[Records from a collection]

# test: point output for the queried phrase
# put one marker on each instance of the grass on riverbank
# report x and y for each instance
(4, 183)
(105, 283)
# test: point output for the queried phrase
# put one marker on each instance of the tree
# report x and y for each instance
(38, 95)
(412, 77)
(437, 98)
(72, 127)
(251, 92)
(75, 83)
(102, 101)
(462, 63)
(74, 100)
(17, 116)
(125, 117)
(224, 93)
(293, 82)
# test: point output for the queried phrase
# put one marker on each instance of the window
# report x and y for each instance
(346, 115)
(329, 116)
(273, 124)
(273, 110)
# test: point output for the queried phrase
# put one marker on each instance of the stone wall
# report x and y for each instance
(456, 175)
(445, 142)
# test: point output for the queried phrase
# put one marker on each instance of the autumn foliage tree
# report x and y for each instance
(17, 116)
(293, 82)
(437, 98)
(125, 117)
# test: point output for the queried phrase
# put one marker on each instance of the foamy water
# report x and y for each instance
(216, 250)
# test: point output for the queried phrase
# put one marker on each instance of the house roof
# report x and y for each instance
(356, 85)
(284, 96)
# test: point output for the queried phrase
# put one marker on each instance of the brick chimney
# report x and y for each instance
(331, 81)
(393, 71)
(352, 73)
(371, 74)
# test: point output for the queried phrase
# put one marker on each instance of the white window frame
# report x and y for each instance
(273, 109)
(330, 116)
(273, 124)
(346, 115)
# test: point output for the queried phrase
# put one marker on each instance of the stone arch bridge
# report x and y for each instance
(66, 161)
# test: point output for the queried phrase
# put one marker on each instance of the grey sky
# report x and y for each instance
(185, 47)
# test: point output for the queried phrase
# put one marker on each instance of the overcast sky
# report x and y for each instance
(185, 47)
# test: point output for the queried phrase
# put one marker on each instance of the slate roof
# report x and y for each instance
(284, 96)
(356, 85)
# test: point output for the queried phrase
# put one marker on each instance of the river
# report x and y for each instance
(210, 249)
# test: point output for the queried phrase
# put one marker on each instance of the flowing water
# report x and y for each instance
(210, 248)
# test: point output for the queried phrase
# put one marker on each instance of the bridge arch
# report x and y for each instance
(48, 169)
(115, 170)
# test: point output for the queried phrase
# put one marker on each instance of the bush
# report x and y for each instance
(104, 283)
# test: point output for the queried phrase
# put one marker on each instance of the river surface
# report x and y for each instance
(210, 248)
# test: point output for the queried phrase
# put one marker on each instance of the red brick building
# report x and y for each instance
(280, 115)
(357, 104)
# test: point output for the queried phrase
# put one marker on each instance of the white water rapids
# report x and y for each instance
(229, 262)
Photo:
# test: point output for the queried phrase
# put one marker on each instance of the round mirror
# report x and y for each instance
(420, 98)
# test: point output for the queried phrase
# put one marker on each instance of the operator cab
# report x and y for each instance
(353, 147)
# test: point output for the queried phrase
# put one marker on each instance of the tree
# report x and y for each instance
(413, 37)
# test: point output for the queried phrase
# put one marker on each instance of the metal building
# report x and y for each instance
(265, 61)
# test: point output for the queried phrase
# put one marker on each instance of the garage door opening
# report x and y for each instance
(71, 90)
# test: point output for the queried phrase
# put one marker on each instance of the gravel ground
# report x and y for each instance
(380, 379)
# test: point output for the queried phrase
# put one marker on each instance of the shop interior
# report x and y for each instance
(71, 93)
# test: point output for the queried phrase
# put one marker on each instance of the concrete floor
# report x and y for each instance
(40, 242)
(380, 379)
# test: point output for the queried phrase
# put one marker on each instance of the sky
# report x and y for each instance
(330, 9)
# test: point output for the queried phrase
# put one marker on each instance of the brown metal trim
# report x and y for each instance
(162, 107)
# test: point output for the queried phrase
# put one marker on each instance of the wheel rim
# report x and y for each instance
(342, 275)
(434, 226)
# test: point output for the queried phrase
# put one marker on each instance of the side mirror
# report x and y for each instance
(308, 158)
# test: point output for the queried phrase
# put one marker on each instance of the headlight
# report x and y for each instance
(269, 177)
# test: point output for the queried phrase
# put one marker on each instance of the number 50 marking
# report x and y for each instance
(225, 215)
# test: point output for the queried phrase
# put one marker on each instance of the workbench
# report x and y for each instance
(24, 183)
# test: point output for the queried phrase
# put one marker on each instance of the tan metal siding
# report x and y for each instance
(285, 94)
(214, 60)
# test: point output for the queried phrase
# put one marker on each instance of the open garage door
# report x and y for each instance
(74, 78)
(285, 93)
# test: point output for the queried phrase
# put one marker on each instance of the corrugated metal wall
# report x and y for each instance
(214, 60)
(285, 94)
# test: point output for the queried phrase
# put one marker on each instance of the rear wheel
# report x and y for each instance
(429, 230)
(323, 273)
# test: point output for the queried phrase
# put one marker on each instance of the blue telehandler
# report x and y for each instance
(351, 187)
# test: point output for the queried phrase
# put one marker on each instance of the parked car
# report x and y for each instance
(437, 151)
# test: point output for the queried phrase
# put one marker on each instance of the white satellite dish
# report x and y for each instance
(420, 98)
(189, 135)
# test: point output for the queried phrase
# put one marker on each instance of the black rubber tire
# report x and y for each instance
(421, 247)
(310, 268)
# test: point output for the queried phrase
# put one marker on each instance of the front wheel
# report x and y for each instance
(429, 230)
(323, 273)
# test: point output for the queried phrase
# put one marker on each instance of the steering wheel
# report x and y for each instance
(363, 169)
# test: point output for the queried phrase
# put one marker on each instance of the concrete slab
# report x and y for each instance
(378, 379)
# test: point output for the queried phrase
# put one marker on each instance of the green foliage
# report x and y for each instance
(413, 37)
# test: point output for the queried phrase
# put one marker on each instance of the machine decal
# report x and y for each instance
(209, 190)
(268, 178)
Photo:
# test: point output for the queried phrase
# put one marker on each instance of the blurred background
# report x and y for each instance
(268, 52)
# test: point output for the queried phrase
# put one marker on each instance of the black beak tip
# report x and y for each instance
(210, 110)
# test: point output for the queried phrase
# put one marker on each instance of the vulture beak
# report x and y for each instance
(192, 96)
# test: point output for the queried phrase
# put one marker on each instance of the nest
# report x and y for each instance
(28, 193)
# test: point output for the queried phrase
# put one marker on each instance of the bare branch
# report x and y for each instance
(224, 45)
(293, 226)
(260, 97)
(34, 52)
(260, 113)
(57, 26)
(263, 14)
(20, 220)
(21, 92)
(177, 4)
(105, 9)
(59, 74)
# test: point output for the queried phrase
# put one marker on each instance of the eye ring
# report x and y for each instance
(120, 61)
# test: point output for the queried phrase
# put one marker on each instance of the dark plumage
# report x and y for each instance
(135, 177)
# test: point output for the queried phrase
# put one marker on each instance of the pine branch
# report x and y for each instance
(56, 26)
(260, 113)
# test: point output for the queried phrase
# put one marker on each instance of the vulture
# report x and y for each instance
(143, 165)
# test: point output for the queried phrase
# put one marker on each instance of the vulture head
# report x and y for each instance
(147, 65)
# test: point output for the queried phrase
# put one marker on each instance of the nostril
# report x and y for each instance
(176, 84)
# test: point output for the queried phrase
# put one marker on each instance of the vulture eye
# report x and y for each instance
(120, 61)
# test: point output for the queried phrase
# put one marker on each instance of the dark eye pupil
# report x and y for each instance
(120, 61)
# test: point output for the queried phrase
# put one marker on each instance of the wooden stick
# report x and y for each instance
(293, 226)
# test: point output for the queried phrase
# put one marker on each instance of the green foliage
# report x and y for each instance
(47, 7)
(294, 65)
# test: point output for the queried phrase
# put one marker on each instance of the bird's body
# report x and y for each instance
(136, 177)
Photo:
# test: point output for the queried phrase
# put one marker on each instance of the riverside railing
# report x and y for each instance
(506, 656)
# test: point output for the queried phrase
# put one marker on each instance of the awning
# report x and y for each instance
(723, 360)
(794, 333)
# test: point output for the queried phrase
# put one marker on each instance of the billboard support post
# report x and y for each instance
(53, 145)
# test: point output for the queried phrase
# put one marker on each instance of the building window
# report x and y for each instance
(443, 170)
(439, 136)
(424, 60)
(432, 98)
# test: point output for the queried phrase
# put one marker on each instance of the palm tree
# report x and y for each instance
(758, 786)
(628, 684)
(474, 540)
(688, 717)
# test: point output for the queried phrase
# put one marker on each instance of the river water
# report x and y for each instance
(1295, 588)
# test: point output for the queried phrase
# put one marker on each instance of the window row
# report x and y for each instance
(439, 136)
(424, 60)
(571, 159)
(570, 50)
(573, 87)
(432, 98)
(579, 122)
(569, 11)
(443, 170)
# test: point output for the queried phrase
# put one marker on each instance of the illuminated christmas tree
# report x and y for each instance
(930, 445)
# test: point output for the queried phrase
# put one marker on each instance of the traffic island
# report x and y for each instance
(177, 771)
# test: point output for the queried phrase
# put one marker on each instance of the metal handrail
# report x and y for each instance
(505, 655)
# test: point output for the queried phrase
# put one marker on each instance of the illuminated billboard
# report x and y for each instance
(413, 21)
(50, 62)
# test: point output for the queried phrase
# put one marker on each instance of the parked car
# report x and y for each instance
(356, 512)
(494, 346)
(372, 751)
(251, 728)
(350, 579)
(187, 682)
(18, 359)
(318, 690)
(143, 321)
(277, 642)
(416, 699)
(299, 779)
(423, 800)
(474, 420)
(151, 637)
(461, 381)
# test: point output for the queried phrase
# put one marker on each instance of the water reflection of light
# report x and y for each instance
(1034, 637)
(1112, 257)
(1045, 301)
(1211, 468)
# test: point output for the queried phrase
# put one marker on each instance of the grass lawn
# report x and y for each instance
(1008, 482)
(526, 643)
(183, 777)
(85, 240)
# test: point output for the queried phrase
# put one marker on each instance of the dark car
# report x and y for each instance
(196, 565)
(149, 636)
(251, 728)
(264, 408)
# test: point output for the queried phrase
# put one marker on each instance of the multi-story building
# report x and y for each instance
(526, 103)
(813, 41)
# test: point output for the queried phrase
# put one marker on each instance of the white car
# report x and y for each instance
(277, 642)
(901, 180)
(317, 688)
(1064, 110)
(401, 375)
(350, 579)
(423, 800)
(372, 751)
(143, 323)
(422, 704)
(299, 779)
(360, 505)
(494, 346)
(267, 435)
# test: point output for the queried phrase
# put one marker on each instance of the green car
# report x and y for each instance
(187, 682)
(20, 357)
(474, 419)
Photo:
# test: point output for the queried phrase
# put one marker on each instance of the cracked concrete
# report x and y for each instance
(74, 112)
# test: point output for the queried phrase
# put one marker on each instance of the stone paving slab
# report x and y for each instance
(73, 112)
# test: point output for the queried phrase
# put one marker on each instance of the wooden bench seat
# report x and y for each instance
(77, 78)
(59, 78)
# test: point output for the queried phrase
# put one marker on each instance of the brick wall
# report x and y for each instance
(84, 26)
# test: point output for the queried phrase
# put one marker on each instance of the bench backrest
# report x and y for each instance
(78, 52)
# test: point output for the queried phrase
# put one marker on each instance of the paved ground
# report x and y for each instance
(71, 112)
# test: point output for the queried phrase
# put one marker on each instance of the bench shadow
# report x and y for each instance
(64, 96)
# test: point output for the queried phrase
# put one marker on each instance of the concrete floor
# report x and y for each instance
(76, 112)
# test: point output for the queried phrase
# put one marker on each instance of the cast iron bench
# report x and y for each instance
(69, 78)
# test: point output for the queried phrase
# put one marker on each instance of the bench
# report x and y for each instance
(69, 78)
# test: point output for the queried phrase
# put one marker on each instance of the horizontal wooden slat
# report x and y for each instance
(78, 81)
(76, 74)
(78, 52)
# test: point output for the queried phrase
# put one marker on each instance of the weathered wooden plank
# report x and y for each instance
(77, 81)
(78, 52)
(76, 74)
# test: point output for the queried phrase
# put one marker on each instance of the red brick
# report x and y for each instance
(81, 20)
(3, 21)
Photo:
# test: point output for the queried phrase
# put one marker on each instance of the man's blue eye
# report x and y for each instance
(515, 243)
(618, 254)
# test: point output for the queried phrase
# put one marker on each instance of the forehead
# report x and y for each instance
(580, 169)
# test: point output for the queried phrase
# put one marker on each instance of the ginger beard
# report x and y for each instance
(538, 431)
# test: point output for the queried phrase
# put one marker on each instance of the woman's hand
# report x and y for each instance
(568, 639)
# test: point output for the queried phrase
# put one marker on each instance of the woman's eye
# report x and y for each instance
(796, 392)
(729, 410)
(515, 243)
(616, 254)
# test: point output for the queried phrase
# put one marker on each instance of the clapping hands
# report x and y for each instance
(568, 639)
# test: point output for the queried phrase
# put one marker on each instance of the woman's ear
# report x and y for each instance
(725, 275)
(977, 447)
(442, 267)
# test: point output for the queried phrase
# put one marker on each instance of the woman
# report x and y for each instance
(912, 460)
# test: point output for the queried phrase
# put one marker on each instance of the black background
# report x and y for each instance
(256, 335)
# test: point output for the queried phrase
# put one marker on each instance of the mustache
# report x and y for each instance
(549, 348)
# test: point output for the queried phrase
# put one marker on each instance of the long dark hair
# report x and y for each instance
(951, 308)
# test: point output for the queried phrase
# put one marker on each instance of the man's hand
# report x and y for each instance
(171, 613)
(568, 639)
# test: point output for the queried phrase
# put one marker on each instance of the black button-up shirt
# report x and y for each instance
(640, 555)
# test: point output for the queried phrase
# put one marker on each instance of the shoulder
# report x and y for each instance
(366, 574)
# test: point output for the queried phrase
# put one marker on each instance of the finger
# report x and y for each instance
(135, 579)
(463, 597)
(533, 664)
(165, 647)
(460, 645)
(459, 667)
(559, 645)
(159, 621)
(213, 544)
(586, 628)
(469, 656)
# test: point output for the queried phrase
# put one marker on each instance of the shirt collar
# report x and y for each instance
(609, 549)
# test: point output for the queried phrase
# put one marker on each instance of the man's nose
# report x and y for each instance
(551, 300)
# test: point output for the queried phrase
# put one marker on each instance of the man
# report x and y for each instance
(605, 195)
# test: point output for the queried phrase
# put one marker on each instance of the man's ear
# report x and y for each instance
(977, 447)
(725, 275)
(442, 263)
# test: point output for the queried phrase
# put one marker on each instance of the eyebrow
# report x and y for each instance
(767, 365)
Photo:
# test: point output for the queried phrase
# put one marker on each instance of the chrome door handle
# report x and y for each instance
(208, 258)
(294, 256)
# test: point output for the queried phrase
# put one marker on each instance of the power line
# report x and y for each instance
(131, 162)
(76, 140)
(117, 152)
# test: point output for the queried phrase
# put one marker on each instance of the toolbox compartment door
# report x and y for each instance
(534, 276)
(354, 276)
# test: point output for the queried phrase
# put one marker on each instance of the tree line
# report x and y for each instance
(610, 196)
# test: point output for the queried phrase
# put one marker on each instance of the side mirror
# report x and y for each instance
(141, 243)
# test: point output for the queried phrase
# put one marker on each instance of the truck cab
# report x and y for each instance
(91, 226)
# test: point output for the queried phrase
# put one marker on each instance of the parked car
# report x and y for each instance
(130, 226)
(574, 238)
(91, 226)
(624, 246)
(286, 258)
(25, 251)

- GIVEN PROBLEM -
Collect every line above that includes the string "slab" and list those lines.

- SOLUTION TO THIS TASK -
# put one marker on each instance of the concrete slab
# put one marker on each instance of the stone paving slab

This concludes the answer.